▸ Required task: Write out all of the rows below word for word, leaving out the pictures.

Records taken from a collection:
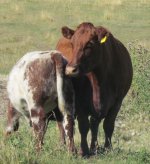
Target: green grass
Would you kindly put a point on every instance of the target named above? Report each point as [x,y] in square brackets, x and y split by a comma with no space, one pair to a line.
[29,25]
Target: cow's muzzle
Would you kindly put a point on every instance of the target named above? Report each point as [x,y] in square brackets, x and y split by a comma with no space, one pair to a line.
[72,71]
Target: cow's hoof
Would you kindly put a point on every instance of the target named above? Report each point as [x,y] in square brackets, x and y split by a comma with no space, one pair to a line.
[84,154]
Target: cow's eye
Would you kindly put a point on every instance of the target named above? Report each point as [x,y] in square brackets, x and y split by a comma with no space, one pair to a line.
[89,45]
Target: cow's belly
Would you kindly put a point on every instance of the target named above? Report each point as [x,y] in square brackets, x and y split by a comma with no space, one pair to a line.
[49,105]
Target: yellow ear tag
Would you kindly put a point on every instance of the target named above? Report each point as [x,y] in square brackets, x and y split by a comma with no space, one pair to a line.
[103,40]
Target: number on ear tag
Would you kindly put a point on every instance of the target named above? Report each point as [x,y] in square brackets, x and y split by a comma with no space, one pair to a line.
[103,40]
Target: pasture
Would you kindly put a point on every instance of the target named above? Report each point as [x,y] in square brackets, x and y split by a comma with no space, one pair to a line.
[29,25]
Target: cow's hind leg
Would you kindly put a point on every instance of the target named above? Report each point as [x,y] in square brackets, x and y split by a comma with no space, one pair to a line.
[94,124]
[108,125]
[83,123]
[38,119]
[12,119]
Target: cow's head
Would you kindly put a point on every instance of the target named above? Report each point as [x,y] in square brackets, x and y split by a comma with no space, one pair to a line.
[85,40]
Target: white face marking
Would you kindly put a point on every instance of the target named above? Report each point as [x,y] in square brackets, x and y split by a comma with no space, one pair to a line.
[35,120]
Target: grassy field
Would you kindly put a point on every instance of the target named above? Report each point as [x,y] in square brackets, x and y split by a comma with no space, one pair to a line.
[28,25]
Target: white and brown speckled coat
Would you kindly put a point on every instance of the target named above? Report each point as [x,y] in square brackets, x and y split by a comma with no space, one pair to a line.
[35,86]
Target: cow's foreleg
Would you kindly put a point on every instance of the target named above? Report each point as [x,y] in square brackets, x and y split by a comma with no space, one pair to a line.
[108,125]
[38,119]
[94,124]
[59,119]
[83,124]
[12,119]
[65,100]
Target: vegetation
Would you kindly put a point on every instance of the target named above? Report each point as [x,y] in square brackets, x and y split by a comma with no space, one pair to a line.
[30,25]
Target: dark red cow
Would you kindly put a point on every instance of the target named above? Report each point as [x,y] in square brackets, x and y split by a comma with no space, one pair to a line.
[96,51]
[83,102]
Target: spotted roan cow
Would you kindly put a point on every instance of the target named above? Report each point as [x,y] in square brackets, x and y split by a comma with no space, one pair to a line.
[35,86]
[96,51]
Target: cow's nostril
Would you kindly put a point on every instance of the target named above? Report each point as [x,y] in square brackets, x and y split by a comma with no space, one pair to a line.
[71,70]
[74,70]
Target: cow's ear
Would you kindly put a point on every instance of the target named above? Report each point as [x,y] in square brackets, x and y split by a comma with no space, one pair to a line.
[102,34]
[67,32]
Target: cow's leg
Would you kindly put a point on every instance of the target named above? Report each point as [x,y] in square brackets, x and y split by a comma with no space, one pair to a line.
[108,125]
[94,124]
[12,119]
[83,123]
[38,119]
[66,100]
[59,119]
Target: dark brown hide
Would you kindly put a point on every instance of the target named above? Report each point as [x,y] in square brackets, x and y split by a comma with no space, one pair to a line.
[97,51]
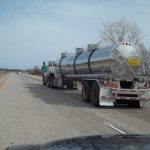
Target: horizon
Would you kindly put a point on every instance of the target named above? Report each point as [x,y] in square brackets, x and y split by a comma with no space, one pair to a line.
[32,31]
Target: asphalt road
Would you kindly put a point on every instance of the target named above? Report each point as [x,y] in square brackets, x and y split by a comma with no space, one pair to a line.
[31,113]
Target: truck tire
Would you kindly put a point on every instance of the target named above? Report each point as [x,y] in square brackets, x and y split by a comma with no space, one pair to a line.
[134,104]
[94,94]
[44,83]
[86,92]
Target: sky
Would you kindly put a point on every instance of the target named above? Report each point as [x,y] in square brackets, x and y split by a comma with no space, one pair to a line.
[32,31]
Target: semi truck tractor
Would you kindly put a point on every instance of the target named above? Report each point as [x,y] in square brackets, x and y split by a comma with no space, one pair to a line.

▸ The result:
Target: green grass
Would you kindly put a point on every instance of the target named above? Report each point as [x,y] in square brackets, x and y split by a comma with no space, one pair to a line.
[29,25]
Target: cow's muzzle
Would you kindly put a point on every instance of the target named above? Report each point as [x,y] in square brackets, x and y split by a comma with no space, one pair to a line.
[72,71]
Target: cow's hoof
Would you kindly put a point on every instance of the target named above? Report each point as [x,y] in square brackets, x and y split by a comma with no space, one pair to a line.
[84,154]
Target: cow's eye
Would you kindly put a point on every instance of the target named above? Report each point as [x,y] in square brackets, x and y split by a comma with no space, one pair to a line.
[89,45]
Target: cow's belly
Would you kindly put a point on every instance of the target named above? Report each point as [x,y] in square brackets, x and y split by a comma with no space, one pair to a line.
[49,105]
Target: yellow ear tag
Would you kindly put a point on every instance of the target named above? Report each point as [x,y] in square brackets, x and y split by a comma with no space, one pair to a line.
[103,40]
Target: number on ear tag
Would you kindly put a point on every instance of the target named above? Report each point as [x,y] in square brackets, x and y split by a comma with no space, one pair to a line.
[103,40]
Target: pasture
Would you kindly put a point on every instance of the target named above? Report each point as [x,y] in square brackets, x and y split by a comma with no space, one pair to a line.
[29,25]
Target: cow's hind leg
Would you kindly put a point on every instance of the target named above? Report each point as [x,y] in square brackets, x and y split by a comma with no space, one pair to a line.
[94,124]
[108,125]
[83,123]
[38,119]
[12,119]
Target: cow's head
Would you kindly put a point on every instance of the target named above? Report each point as [x,y] in square brackets, x and y split by a comma with no space, one pair to a line.
[85,40]
Target: white face marking
Would you kindly put a point on every instance of the target named above? Report each point as [x,y] in square brackets, x and y split by a comma with no space, one pair to a line.
[35,120]
Target: grassy field
Would you kindly put a point on every instance of the target named above? Report each point as [x,y] in square brackets, x and y split by a comma with no space, one pair to a line.
[28,25]
Target: white and brown speckled coat
Would you kindly put a point on every instance of the target named above? Report each point as [x,y] in square brackets, x and y split by a comma with no space, one pair to a line.
[35,86]
Target: cow's foreleg
Would you kindly put a point on every instance of the target named above? Report each point as [x,y] in square brackets, x and y split by a comma with no space, one pair to a line.
[108,125]
[38,119]
[94,124]
[59,119]
[83,124]
[12,119]
[65,100]
Target: vegetation
Would you kindly put a point on every instance of the target named above? Report each point as [x,y] in square brackets, x and y split by a comma with no space, one pair to a line.
[30,25]
Target: dark red cow
Would you kindly put a point on every instance of the target named above? Report each point as [x,y] in square brackets, x and y split by a comma with no space, one pair to a line.
[96,51]
[83,102]
Target: spotted roan cow
Would you kindly put a point on every instance of the target named above? Report each point as [x,y] in square brackets, x and y split by a comma with no space, one pair to a line.
[35,86]
[96,51]
Target: cow's nostril
Would you kindly put a point on every instance of the target named above? Report each point as [x,y] in square brackets, x and y split by a comma with no space, one pair to a line.
[71,70]
[74,70]
Target: cow's ear
Would you kindly put a point on every instance of the target named above? Report each point as [x,y] in square brackets, x and y split by a comma with no space, one pair to a line.
[102,34]
[67,32]
Target: cow's leg
Would you kindly put a point on every instance of the target named above? Report each point as [x,y] in square brackets, x and y split by a comma with no space, one pair to a line.
[108,125]
[94,124]
[12,119]
[83,123]
[38,119]
[66,100]
[59,119]
Target: dark brown hide
Would you kindly put a point on every instance of the target named above? Report each point as [x,y] in square brackets, x and y split by a comma with no space, one pair to a line.
[97,51]
Target: horizon
Would you kindly put a point on every instance of the target named above? Report each point as [x,y] in square brackets, x and y split by a comma with no space, one pair to a line.
[32,31]
Target: asphalt road
Would you kindly put a point on every instance of the target named above? Report each point as [x,y] in square brackets, x and y split by a comma with no space, one pair to a line.
[31,113]
Target: truck tire
Would you kindly put a point on every instance of the target named above? Report each point as [x,y] in square brackets, x and y split by a comma with no space, one pair to a line.
[134,104]
[94,94]
[44,83]
[86,92]
Target: sky
Would you kindly put a point on every instance of the target named above? Report each point as [x,y] in square brackets, x and y split by a comma with no space, one pair to a line.
[32,31]
Target: semi truck tractor
Would you kindly put a point on every instance of the target named above? Report each point as [x,y] in square brackets, x and y split by a comma with no space, one pair to a line.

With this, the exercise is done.